▸ **Consigne a**
Relevez chaque ligne des entrées qui contient le mot "query".

Tribune Fonda N°229 - Les associations dans un monde en transition – Écologie et économie - Mars 2016
Christian Lemaignan
Christian Lemaignan
La crise économique actuelle serait une crise de transition, le passage d’un modèle de croissance forte à un autre modèle de développement à la croissance incertaine. Peut-on en qualifier les contours ? Nous pensons que plusieurs directions se dégagent qui semblent plutôt devoir à l’avenir coexister entre elles plus que de s’affronter. Nous en déduirons les possibles conséquences sur le travail et les associations.

Rappels historiques


Les évolutions récentes de nos sociétés ont produit des transformations profondes. La majorité des gens vit désormais en milieu urbain ou péri-urbain et a une occupation professionnelle dans le cadre d’une division du travail très segmentée. Une minorité peut produire l’alimentation nécessaire à l’ensemble de la population. On se déplace beaucoup, en voiture, en avion, en transports en commun, pour des raisons professionnelles ou de loisirs. Le système éducatif est développé ; on passe aisément une vingtaine d’années de sa vie en formation. La promotion des règles d’hygiène et le développement de la médecine moderne ont entraîné une importante réduction de la mortalité, notamment infantile, et l’espérance de vie à la naissance s’est fortement allongée.

De fait, la fécondité s’est réduite, permettant aux femmes d’accéder au travail rémunéré et entraînant du même coup une redéfinition des rapports homme/femme.

Cet état de nos sociétés, selon les approches classiques souvent retenues, est la conséquence de ce qu’on a appelé les deux premières révolutions industrielles :

  • la première, celle du charbon et de la machine à vapeur, aurait été celle de l’amorçage de cette révolution industrielle, avec un PIBen croissance lente ;
  • la seconde, à laquelle on associe l’électricité, les hydrocarbures et le moteur à explosion, aurait permis l’expansion très rapide de l’économie.


L’internationalisation des échanges a amplifié l’économie mondiale, ce qui a permis aux pays émergents de devenir des acteurs économiques à part entière, et à des continents entiers d’entrer dans des ères de croissance économique. Mais l’interdépendance constatée des économies a conduit à amplifier la diffusion des crises (cf. celle des subprimes de 2008) et à fragiliser les pays « vieillissants » comme ceux de l’Europe. La prise de conscience des limites de la planète à faire vivre une population de neuf milliards entraîne avec elle une réflexion sur les problématiques écologiques.

Apparaît donc aujourd’hui l’idée qu’à côté de la révolution numérique en cours, une troisième révolution ou transition, « verte » pour l’occasion, commencerait maintenant et devrait permettre au minimum la stabilisation du Pib voire sa progression, rendant le fonctionnement de la société soutenable d’un point de vue écologique. Sur ce terrain s’affrontent les tenants de la décroissance et ceux d’une croissance renouvelée.

▸ **Consigne b**
D'après l'extrait sur la transition écologique et économique, qu'est-ce qui est associé à la première révolution industrielle, et qu'est-ce qui est associé à la seconde ?

▸ **Un bloc de données**
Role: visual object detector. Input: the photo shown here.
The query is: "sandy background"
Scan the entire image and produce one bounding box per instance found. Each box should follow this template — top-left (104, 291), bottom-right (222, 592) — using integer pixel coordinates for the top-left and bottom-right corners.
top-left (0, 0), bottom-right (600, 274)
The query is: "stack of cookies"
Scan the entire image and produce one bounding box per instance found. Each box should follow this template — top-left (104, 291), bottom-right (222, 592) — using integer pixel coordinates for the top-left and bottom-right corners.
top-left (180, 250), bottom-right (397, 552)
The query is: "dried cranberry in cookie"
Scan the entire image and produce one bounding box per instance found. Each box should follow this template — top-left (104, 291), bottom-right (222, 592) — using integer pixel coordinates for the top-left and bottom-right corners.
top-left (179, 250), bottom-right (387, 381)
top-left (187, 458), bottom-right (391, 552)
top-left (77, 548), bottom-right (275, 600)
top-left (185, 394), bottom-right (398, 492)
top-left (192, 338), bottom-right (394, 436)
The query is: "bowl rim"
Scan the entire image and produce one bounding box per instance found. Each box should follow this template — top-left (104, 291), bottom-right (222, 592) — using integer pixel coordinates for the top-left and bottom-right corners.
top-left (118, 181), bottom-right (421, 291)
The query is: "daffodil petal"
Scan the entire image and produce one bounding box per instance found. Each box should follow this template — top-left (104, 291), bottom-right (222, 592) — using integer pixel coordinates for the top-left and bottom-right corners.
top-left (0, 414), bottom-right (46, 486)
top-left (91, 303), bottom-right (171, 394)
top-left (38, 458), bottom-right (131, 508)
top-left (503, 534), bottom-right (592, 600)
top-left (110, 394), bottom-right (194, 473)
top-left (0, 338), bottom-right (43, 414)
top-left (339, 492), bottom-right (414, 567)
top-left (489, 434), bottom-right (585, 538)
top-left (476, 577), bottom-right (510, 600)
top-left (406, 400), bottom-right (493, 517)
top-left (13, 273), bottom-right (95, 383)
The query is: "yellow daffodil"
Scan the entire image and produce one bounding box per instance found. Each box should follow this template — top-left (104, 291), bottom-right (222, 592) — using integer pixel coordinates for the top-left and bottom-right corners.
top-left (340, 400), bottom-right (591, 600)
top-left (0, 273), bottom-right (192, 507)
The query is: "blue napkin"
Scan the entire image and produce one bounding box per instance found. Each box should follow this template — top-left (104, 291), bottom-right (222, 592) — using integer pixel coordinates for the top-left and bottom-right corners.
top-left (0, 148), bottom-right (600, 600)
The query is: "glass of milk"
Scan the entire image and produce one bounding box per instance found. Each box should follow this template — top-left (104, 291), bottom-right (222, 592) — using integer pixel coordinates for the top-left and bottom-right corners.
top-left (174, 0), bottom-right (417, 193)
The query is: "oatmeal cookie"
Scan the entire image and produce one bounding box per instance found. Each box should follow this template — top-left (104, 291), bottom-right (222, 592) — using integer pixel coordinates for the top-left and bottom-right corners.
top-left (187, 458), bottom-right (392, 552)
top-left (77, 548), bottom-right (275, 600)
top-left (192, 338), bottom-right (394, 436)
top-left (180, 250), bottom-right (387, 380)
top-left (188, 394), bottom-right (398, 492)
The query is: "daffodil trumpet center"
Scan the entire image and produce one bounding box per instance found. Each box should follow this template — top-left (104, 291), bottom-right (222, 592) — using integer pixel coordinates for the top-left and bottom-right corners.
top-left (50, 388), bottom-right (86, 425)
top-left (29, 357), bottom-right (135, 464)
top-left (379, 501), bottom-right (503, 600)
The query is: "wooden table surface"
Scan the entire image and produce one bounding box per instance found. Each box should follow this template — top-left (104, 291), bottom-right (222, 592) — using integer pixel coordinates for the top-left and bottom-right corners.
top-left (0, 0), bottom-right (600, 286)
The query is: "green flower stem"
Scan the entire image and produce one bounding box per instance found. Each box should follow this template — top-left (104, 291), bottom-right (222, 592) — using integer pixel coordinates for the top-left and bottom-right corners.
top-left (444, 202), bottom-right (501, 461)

▸ **Réponse rédigée a**
The query is: "sandy background"
The query is: "stack of cookies"
The query is: "dried cranberry in cookie"
The query is: "bowl rim"
The query is: "daffodil petal"
The query is: "yellow daffodil"
The query is: "blue napkin"
The query is: "glass of milk"
The query is: "oatmeal cookie"
The query is: "daffodil trumpet center"
The query is: "wooden table surface"
The query is: "green flower stem"

▸ **Réponse rédigée b**
Première révolution industrielle : le charbon et la machine à vapeur.
Seconde révolution industrielle : l'électricité, les hydrocarbures et le moteur à explosion.